### CHALLENGE
Copy the part of the listing from the line containing "notation: point(13, 307)." through the line containing "point(186, 102)", switching "light switch plate" to "wall switch plate" and leaving everything else unchanged.
::: TASK INPUTS :::
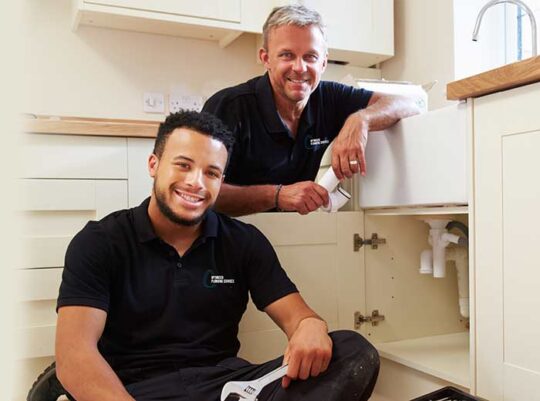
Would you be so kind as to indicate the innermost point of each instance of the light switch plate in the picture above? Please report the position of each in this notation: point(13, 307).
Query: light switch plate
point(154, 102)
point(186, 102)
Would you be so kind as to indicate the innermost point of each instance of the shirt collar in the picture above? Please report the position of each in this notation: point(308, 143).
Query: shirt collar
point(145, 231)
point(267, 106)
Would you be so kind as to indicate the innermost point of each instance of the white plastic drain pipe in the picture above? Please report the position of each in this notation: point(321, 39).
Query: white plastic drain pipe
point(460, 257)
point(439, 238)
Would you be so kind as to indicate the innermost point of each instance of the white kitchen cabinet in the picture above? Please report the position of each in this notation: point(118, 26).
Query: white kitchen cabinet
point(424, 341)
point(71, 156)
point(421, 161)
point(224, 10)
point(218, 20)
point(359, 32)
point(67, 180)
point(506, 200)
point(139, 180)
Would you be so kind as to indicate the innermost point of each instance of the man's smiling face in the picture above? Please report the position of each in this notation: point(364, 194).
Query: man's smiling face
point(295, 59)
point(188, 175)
:::
::: TASK INPUTS :::
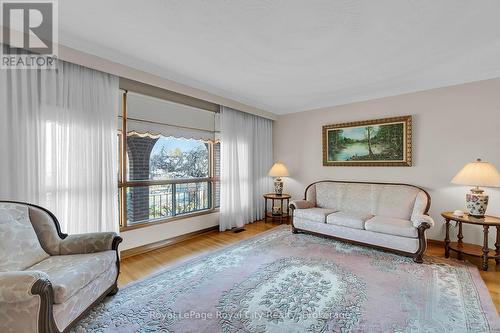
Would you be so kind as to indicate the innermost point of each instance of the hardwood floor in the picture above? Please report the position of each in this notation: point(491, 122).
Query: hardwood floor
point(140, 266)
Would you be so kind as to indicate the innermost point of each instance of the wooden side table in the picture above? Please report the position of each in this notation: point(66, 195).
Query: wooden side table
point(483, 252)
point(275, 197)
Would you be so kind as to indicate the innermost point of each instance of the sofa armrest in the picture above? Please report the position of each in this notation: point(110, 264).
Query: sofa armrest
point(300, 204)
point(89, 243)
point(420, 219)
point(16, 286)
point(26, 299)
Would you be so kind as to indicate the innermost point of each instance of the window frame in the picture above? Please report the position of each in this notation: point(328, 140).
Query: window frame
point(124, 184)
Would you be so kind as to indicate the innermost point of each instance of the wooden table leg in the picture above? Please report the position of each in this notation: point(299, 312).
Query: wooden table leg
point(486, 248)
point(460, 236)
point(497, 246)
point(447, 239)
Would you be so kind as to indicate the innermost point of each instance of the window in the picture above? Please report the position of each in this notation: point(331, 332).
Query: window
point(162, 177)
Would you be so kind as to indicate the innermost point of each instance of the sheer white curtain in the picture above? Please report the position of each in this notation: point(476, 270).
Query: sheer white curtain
:::
### ANSWER TO THIS TASK
Would you be so kind as to indicate the innermost point of each instance of the wall switch plate in the picture above? Please report the position of each in this notation: point(13, 307).
Query: wall switch plate
point(154, 102)
point(186, 102)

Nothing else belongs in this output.